— Task details —
Transcribe the records below word for word, from the line with "Find the roof" to the line with "Find the deck", both of those lines included.

— Record extracts —
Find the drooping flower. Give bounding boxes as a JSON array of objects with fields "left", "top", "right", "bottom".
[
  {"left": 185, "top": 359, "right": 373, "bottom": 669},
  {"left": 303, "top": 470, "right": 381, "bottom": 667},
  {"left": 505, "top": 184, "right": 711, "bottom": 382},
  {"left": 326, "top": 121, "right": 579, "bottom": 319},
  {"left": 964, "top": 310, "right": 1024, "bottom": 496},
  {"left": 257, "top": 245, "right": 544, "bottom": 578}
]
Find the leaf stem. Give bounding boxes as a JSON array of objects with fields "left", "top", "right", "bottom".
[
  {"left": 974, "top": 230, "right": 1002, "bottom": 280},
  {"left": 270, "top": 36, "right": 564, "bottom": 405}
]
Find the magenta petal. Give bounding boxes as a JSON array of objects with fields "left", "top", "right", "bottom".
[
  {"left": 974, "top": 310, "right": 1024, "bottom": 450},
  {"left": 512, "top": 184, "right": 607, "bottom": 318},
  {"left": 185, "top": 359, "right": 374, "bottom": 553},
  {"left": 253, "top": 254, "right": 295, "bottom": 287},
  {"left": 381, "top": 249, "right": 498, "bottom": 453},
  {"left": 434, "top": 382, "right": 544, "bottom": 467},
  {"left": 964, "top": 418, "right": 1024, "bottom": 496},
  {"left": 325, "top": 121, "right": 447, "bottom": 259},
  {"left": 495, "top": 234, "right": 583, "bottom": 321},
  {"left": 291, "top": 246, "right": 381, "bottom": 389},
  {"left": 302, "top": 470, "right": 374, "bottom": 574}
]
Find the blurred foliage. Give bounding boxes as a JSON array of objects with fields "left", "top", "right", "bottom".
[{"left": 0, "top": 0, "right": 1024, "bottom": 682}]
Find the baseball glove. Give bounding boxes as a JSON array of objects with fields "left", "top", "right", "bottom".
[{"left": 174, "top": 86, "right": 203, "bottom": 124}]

...

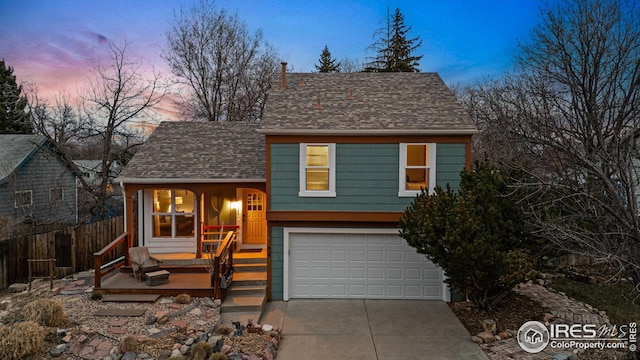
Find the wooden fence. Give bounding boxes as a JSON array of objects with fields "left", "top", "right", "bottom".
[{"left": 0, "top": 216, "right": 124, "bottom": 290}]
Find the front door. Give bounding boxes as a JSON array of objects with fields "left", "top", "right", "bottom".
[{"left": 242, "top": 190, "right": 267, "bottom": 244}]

...

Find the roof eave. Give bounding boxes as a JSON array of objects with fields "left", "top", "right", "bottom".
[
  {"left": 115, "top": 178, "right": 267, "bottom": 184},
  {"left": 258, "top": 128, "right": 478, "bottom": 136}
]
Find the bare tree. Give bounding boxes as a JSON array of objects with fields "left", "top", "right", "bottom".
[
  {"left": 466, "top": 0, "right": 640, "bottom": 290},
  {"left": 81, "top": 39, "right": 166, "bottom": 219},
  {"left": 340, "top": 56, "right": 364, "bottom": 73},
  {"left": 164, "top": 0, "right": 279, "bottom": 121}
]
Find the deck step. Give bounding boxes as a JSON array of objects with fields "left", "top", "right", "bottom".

— The completed task —
Find the roof eave. Give bounding boxes as a JSON array of objects with fields "left", "top", "right", "bottom".
[
  {"left": 115, "top": 178, "right": 267, "bottom": 184},
  {"left": 258, "top": 128, "right": 478, "bottom": 136}
]
Find the bare tree. Give bounding boxes as a JSON array of objects with fields "left", "top", "right", "bottom".
[
  {"left": 466, "top": 0, "right": 640, "bottom": 290},
  {"left": 81, "top": 39, "right": 166, "bottom": 219},
  {"left": 340, "top": 56, "right": 364, "bottom": 73},
  {"left": 164, "top": 0, "right": 279, "bottom": 121}
]
Find the deck step. Give bounding boxes as a JSON array of objects with fields "left", "top", "right", "bottom".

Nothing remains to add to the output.